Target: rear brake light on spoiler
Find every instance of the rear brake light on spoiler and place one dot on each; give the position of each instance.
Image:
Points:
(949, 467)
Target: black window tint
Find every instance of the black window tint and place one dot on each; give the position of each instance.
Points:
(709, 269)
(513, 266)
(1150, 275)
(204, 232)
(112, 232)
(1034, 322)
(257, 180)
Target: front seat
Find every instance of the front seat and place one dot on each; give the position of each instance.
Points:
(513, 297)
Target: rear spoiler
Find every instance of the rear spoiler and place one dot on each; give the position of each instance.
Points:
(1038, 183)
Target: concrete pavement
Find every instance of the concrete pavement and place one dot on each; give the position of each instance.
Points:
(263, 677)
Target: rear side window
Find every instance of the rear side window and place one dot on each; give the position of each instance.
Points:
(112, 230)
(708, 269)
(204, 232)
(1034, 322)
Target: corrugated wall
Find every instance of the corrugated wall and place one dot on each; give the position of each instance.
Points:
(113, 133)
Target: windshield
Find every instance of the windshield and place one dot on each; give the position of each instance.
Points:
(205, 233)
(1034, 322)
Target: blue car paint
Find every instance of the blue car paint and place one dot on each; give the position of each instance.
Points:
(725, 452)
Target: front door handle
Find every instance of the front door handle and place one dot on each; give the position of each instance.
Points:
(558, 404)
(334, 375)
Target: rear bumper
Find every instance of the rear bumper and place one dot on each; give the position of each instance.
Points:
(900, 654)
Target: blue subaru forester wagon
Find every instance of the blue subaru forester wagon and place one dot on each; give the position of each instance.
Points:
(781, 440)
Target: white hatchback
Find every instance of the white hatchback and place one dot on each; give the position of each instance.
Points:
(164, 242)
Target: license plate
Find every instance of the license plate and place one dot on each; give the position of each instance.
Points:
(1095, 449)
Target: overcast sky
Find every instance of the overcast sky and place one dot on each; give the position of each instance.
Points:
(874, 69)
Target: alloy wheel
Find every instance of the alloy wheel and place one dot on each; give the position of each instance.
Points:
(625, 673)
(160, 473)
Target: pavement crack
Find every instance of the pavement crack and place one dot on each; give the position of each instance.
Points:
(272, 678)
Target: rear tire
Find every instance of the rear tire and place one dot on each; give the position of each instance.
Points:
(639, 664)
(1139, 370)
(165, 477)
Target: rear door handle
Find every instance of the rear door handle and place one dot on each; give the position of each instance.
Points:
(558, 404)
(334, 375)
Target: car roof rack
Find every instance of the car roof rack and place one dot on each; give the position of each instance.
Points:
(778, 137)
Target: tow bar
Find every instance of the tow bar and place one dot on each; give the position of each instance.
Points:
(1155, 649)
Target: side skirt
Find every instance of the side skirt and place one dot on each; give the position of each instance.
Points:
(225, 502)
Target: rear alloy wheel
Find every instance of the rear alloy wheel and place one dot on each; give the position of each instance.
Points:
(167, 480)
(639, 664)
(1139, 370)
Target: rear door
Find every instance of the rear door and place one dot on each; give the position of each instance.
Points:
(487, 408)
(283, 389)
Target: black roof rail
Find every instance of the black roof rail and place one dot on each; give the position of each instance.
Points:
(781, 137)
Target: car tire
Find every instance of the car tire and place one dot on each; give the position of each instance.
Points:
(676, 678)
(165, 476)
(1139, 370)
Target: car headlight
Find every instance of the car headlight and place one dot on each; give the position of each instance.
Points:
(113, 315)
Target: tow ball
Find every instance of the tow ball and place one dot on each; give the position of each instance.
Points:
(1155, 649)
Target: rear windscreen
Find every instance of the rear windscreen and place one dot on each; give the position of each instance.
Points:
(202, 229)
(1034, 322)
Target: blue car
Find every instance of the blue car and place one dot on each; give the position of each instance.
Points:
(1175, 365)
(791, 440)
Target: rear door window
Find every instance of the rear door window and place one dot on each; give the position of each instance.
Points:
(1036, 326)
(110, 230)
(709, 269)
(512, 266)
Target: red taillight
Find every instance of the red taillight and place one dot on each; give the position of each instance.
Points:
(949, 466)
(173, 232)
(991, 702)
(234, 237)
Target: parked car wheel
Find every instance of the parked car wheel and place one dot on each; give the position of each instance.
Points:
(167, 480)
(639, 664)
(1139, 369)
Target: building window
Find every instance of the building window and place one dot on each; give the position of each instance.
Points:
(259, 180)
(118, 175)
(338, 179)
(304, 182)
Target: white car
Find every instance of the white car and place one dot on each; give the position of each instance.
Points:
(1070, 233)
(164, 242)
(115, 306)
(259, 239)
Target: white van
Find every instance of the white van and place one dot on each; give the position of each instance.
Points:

+--

◆ **Problem details**
Give again, word for word, every line of the listing above from the one with "Target: tow bar" to the one with "Target: rear alloy wheel", both inclusive, and nothing beyond them.

◆ **Task answer**
Target: tow bar
Find every instance of the tow bar and place one dot on each; give the position of each instance.
Points:
(1155, 649)
Target: side skirt
Find every instance of the side skirt and place one dot on each; give the position of each instance.
Points:
(225, 502)
Target: rear alloy wheel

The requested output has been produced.